Friday, December 17, 2010

Happy Birthday, Josef Lada!

A Czech Christmas wouldn't be complete without Josef Lada's simply drawn carolers, snow-covered villages and nativity scenes.


Josef Lada was born on December 17, 1887, in Hrusice.  He was a Czech painter and writer and best known as the illustrator of Jaroslav Hašek's WWI novel The Good Soldier Švejk.  He produced nearly 600 cartoons of the Švejk characters, depicting Austria-Hungary officers and civil servants as incompetent, abusive and often drunk.

Josef Lada

Born in the small village of Hrusice, his father was a cobbler and the family was very poor, but Josef seemed to have a very happy childhood and loved Christmas.  Years later he recalled with relish the traditional foods his family prepared and said he loved their small and modestly decorated Christmas trees more than the wealthier boys whose trees reached the ceiling.

The village of Hrusice

Lada's villa in Hrusice today houses his museum

Josef Lada was sent to Prague to be an apprentice binder, but art was his passion and he loved to paint and draw.  Entirely self-taught, he created his own style as a caricaturist for newspapers, and later as an illustrator.  His first illustrations were published by a magazine called Maj.  He also wrote and illustrated the adventures of Mikeš, a little black cat who could talk.

Mikeš and his travels...

Two years later Josef had his fateful first meeting with Jaroslav Hašek.  Decades later, Hašek's The Good Soldier Švejk and his Fortunes in the World War would be most people's first introduction to Lada's distinctive art, at least outside of the Czech Republic.

========

### Goals
a) In the Josef Lada post, why did Lada turn away from bookbinding in Prague?
b) In the records, replace "riverbank" with "stream bank" in the lines starting at the one containing "TARGET = tree trunk" and ending at the end of the records. Give only those lines, with everything else unchanged and the pictures left out.

========

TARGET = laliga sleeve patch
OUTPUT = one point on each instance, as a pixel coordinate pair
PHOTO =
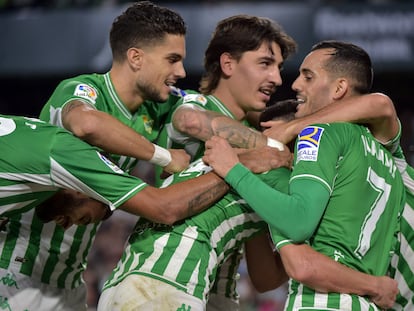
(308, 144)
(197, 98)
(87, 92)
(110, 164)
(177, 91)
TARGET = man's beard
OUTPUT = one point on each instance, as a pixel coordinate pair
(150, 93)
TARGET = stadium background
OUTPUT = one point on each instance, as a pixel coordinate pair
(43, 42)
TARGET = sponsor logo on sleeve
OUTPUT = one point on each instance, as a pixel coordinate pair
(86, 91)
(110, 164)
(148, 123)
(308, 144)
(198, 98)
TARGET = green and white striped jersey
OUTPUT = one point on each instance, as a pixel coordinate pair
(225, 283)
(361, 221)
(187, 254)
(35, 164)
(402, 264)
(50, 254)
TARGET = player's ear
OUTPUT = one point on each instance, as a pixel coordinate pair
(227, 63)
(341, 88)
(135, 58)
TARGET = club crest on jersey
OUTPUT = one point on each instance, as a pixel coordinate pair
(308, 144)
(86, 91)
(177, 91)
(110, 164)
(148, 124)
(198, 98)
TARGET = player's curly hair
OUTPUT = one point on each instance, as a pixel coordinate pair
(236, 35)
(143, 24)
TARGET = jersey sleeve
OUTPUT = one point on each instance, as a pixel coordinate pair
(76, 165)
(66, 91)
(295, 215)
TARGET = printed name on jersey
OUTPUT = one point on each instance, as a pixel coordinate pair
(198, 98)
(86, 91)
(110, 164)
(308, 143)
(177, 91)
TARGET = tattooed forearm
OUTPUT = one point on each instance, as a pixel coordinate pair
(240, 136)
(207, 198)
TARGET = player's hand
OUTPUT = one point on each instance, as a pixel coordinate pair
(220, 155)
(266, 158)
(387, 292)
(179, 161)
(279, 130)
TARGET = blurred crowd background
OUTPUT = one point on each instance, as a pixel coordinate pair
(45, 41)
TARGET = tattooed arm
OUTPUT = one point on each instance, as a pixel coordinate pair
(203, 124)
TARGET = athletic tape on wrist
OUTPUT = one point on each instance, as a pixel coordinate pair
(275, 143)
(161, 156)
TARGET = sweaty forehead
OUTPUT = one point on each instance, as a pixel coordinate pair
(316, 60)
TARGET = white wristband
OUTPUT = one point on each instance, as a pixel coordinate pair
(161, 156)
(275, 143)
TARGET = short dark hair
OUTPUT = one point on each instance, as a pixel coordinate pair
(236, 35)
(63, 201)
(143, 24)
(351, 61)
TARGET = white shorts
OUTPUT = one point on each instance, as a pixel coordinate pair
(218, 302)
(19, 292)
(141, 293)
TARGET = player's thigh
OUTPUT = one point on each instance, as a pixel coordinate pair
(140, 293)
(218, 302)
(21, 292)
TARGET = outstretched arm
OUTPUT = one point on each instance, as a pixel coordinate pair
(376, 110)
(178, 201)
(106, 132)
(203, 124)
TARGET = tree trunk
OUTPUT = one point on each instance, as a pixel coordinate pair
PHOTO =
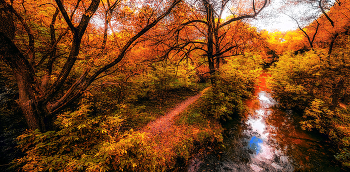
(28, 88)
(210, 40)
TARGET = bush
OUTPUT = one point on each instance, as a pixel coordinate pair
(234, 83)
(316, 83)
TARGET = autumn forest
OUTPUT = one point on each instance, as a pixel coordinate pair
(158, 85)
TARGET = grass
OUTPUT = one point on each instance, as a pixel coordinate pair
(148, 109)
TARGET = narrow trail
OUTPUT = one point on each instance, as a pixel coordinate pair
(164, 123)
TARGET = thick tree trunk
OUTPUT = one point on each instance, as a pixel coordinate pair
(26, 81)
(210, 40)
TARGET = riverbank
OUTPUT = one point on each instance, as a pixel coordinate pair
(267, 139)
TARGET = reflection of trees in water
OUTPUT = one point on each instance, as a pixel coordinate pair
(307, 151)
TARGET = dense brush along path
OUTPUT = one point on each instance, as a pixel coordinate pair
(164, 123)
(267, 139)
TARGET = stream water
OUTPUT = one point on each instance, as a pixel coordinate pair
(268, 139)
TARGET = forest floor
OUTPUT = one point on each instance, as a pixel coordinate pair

========

### Complete answers
a) He was sent to Prague to be an apprentice binder, but art was his passion and he loved to paint and draw. Entirely self-taught, he developed his own style as a newspaper caricaturist and later as an illustrator.

b)
TARGET = tree trunk
OUTPUT = one point on each instance, as a pixel coordinate pair
PHOTO =
(28, 88)
(210, 40)
TARGET = bush
OUTPUT = one point on each instance, as a pixel coordinate pair
(234, 83)
(316, 83)
TARGET = autumn forest
OUTPUT = one point on each instance, as a pixel coordinate pair
(158, 85)
TARGET = grass
OUTPUT = one point on each instance, as a pixel coordinate pair
(148, 109)
TARGET = narrow trail
OUTPUT = one point on each instance, as a pixel coordinate pair
(164, 123)
TARGET = thick tree trunk
OUTPUT = one point on each instance, as a pixel coordinate pair
(26, 81)
(210, 40)
TARGET = stream bank
OUTPUT = one point on each instance, as a pixel coordinate pair
(267, 139)
TARGET = reflection of trees in water
OUTPUT = one point on each instance, as a pixel coordinate pair
(307, 151)
TARGET = dense brush along path
OUTPUT = one point on each instance, as a pixel coordinate pair
(164, 123)
(267, 139)
TARGET = stream water
OUTPUT = one point on each instance, as a pixel coordinate pair
(268, 139)
TARGET = forest floor
OUTPUT = one point on each instance, as a pixel coordinate pair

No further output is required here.